■ How to complete this task:
Nothing should differ between your answer and the records below.

────

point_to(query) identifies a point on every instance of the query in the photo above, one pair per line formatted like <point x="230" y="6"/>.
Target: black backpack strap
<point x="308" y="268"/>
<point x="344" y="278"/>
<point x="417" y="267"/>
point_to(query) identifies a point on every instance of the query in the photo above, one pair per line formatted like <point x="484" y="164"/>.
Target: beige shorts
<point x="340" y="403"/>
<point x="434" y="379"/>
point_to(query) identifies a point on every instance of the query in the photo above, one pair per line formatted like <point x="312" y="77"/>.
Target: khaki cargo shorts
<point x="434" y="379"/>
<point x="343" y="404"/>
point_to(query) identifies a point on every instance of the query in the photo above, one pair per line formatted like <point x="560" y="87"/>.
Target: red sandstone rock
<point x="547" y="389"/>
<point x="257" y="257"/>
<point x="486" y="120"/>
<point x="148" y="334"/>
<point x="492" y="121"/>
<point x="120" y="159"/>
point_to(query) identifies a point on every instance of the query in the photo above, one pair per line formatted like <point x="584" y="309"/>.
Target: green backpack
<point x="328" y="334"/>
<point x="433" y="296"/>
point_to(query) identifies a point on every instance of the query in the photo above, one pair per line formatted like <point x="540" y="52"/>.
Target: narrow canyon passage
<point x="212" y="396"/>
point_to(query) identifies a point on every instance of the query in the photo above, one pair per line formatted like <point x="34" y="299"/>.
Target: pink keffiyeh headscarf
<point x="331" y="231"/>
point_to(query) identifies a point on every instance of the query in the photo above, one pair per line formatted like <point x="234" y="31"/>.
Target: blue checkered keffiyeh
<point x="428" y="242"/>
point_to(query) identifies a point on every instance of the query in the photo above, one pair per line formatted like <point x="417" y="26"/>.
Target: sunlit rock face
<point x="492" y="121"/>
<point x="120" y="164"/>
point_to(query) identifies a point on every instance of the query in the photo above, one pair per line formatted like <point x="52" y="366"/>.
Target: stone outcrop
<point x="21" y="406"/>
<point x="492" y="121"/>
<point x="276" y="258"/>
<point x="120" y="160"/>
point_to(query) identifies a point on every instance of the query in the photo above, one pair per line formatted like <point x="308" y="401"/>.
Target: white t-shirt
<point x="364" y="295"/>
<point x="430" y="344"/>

────

■ Problem solution:
point_to(query) identifies a point on every instance of the query in the photo above, one pair per line formatted like <point x="230" y="6"/>.
Target: black backpack strap
<point x="308" y="268"/>
<point x="344" y="278"/>
<point x="417" y="267"/>
point_to(query) identifies a point on every instance of the query in the photo above, one pair per line formatted like <point x="484" y="164"/>.
Target: beige shorts
<point x="340" y="403"/>
<point x="434" y="379"/>
point_to(query) identifies a point on every instance of the query in the photo above, one pair per line formatted like <point x="312" y="77"/>.
Target: khaki cargo shorts
<point x="434" y="379"/>
<point x="343" y="404"/>
point_to(query) identifies a point on every instance of the query in the photo above, one pair per line formatted like <point x="560" y="87"/>.
Target: red sandstone rock
<point x="547" y="389"/>
<point x="257" y="257"/>
<point x="486" y="120"/>
<point x="148" y="334"/>
<point x="492" y="121"/>
<point x="120" y="159"/>
point_to(query) identifies a point on every instance of the query in the photo above, one pair per line formatted like <point x="584" y="309"/>.
Target: green backpack
<point x="328" y="334"/>
<point x="433" y="296"/>
point_to(query) identifies a point on every instance of the query in the photo above, one pair per line formatted like <point x="540" y="52"/>.
Target: narrow canyon passage
<point x="212" y="396"/>
point_to(query) identifies a point on every instance of the query in the photo above, one pair per line formatted like <point x="34" y="299"/>.
Target: pink keffiyeh headscarf
<point x="331" y="231"/>
point_to(query) identifies a point on every instance of the query in the photo above, one pair per line formatted like <point x="234" y="31"/>.
Target: blue checkered keffiyeh
<point x="428" y="242"/>
point_to(query) identifies a point on every instance of the query in the photo above, one pair per line formatted like <point x="417" y="26"/>.
Target: sunlit rock face
<point x="492" y="121"/>
<point x="120" y="164"/>
point_to(query) identifies a point on every instance of the query in the photo above, one pair per line formatted like <point x="52" y="366"/>.
Target: stone outcrop
<point x="21" y="406"/>
<point x="492" y="121"/>
<point x="276" y="258"/>
<point x="120" y="160"/>
point_to(query) identifies a point on every instance of the query in the photo above, one pair per line formatted like <point x="308" y="401"/>.
Target: white t-shirt
<point x="364" y="295"/>
<point x="430" y="344"/>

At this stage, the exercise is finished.